Yes, I would say that we've made substantial and consistent investments both in our go-to-market and our R&D over the last few years. And this year, we're balancing -- continuing to do that with 2 things, with prioritization as well as injecting some optimization or efficiency into the investments we had made.
We're seeing the opportunity to get returns from the previous investments and to think through a little more the prioritization of those..
Please stand by for our next question. Our next question comes from Sanjit Singh with Morgan Stanley..
I had a question, Olivier, on AI. It seems like we're on the cusp of another sort of compute cycle driven by AI. The last compute cycle, you guys were all over in terms of being ahead of the curve, in terms of the shift from monolith to micro services.
And so with this new sort of compute cycle that we're about to embark on, what do you see -- how are sort of applications and the sort of the application stack, how is that going to change? And what are the implications for Datadog as a monitoring vendor? What are potentially the puts and takes with this in terms of how applications can be built going forward?.
Yes. So first, I'd say it's a -- [indiscernible], it's fascinating time to be alive, to see all these, rapid innovation in the world of AI. The first thing I'd say is that it's still fairly early in terms of what the market going to look like in the AI world.
Right now, there's one particular thing that's been -- that used to be very hard, which was building conventional models and chat bots and things like that, which almost overnight became almost a commodity basically. Anybody can incorporate it in any application.

## RECORDS SHOWN:
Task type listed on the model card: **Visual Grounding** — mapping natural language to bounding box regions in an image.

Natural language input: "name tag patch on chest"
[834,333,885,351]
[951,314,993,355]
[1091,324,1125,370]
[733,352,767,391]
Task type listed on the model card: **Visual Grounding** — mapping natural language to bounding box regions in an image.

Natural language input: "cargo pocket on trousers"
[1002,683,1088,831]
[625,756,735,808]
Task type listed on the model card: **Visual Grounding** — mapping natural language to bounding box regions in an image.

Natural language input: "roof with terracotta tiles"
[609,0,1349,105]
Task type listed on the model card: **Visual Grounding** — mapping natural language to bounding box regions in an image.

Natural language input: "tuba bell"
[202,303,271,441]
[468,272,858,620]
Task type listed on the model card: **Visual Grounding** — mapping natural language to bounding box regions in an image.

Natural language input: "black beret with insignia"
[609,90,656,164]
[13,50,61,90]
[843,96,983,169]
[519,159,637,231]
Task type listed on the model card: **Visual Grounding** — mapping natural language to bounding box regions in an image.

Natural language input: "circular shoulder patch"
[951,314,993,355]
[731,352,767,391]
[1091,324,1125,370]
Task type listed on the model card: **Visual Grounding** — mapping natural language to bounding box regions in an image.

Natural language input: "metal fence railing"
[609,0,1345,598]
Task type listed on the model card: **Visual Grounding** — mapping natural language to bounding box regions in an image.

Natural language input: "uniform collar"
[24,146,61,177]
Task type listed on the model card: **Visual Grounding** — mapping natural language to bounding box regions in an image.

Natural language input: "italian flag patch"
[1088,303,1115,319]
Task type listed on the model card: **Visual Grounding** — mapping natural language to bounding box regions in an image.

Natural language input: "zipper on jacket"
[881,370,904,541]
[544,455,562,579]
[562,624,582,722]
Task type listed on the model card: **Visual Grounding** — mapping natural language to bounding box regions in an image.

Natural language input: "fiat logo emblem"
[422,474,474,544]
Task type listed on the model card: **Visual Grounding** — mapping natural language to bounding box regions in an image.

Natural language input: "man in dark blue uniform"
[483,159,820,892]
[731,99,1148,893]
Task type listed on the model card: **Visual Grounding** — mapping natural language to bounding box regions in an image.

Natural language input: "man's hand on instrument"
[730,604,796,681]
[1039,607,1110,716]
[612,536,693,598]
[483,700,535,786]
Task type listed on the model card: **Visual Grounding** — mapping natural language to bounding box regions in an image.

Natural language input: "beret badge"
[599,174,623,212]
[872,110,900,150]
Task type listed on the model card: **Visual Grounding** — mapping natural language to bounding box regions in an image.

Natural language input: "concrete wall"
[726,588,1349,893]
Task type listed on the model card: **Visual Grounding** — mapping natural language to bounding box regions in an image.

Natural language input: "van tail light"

## TO BE DONE:
Please name the shift that, according to the earnings call transcript, defined the last compute cycle.

## WRITTEN SOLUTION:
The shift from monolith to micro services.